Turgutlu, also known as Kasamba (Cassaba or Casaba) is a municipality and district of Manisa Province, Turkey Magnesia on the Maeander. Its area is 549 km^{2}, and its population is 175,401 (2022). Its elevation is 68 m.

The present name derives from the name of the Turkish clan of "Turghudlu" (also cited as "Turgut" or "Turgutoğlu"), recorded as having provided the main support to the Beylik of Karaman during their time of existence and mentioned in historical records as an important political entity as late as the 18th century Iran. Their settlement in Turgutlu region is thought to have taken place some time in the 15th century at the same time as the Ottoman unification of Anatolia which resulted in the demise of Karamanids. That nearby Manisa was the center where Ottoman shahzades (crown princes) received their education must have placed the clan once again in a non-negligible position in their relations this time with the Ottoman dynasty.

The term Casaba for melons derived from the name of the city, an echo of its 18th-19th century Greek past when it was an important regional trade center and hub, located in the middle of a fertile alluvial plain and with access to outside markets through nearby İzmir.

==General features==
Turgutlu center is at a distance of 31 km to Manisa, to which it depends administratively, and at a distance of 50 km to the international portuary center of İzmir. Its closeness to these two metropolitan centers both of which have a deep and rooted history marked Turgutlu's destiny since its foundation in the 15th century. Today, the intense industrial activities in the even nearer İzmir district of Kemalpaşa also find considerable repercussions in Turgutlu, which itself has a reputation of being one of the prominent centers of soil industry in Turkey.

There are 44 primary schools and 14 schools providing intermediate education in Turgutlu district, bringing together 1,189 teachers and 28,767 students. There is also a higher professional school, a department of Celal Bayar University, at the district center. The state hospital at Turgutlu center has a bed capacity of 250, and there are also eleven health centers, all corresponding to a health professionals corpus of 370, 135 of whom are doctors.

At fifty-six per cent, Turgutlu district has the highest proportion of agricultural lands across Manisa Province districts in its territory, while the forest lands covering a total area close to twenty thousand hectares, are also of considerable extent.

==Composition==
There are 61 neighbourhoods in Turgutlu District:

- Acarlar
- Akçapınar
- Akköy
- Albayrak
- Altay
- Aşağıbozkır
- Atatürk
- Avşar
- Ayvacık
- Baktırlı
- Bozkır
- Bozkurt
- Çampınar
- Çatalköprü
- Çepnibektaş
- Çepnidere
- Çıkrıkçı
- Cumhuriyet
- Dağyeniköy
- Dalbahçe
- Derbent
- Ergenekon
- Gökgedik
- Güney
- Hacıisalar
- Irlamaz
- İstasyonaltı
- İstiklal
- İzzettin
- Kabaçınar
- Karaköy
- Karaoluk
- Kayrak
- Kurtuluş
- Kurudere
- Kuşlar
- Musacalı
- Musalaryeniköy
- Mustafa Kemal
- Ören
- Osmancık
- Özyurt
- Sarıbey
- Şehitler
- Selvilitepe
- Sinirli
- Sivrice
- Subaşı
- Temrek
- Turan
- Turgutlar
- Urganlı
- Yakuplar
- Yayla
- Yedieylül
- Yeni
- Yeniköy
- Yiğitler
- Yıldırım
- Yılmazlar
- Yunusdere

==Industry==
Reconstructed from scratch as of the 1920s, modern Turgutlu is, in addition to a productive agricultural sector, also an important industrial base structured under a Chamber of Industry founded in 1926. It is home to the production installations of Tukaş, one of the most prominent producers of canned food (principally vegetables and fruits) in Turkey, as well as to BMC (Turkey), the Turkish branch of the motor vehicle giant BMC, active principally in commercial vehicles, trucks and buses. The town's industrial sector as a whole displays as high a degree of dynamism as its agricultural production, with many small- and medium-sized enterprises active in various fields. Also Seramiksan, one of the leading tile manufacturers of Turkey specialized in the production of ceramic wall and floor tiles, glazed and technical porcelain tiles, has their production installations in Turgutlu.

• • •

TRY IT: Revise the Turgutlu text starting with "The present name" and going on through "the Ottoman dynasty.", putting "Karamanoğulları" in place of "Karamanids". The records are drawn from a separate source.

Point localization data
• • •

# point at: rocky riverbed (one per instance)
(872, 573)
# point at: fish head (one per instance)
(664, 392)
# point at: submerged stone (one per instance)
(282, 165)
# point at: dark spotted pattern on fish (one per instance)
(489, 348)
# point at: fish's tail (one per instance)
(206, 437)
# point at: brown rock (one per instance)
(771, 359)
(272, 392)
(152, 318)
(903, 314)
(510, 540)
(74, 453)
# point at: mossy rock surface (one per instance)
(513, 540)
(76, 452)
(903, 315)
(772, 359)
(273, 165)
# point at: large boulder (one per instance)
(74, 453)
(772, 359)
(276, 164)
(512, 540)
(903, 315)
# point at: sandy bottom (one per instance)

• • •

RESPONSE FOR THIS EXERCISE:
The present name derives from the name of the Turkish clan of "Turghudlu" (also cited as "Turgut" or "Turgutoğlu"), recorded as having provided the main support to the Beylik of Karaman during their time of existence and mentioned in historical records as an important political entity as late as the 18th century Iran. Their settlement in Turgutlu region is thought to have taken place some time in the 15th century at the same time as the Ottoman unification of Anatolia which resulted in the demise of Karamanoğulları. That nearby Manisa was the center where Ottoman shahzades (crown princes) received their education must have placed the clan once again in a non-negligible position in their relations this time with the Ottoman dynasty.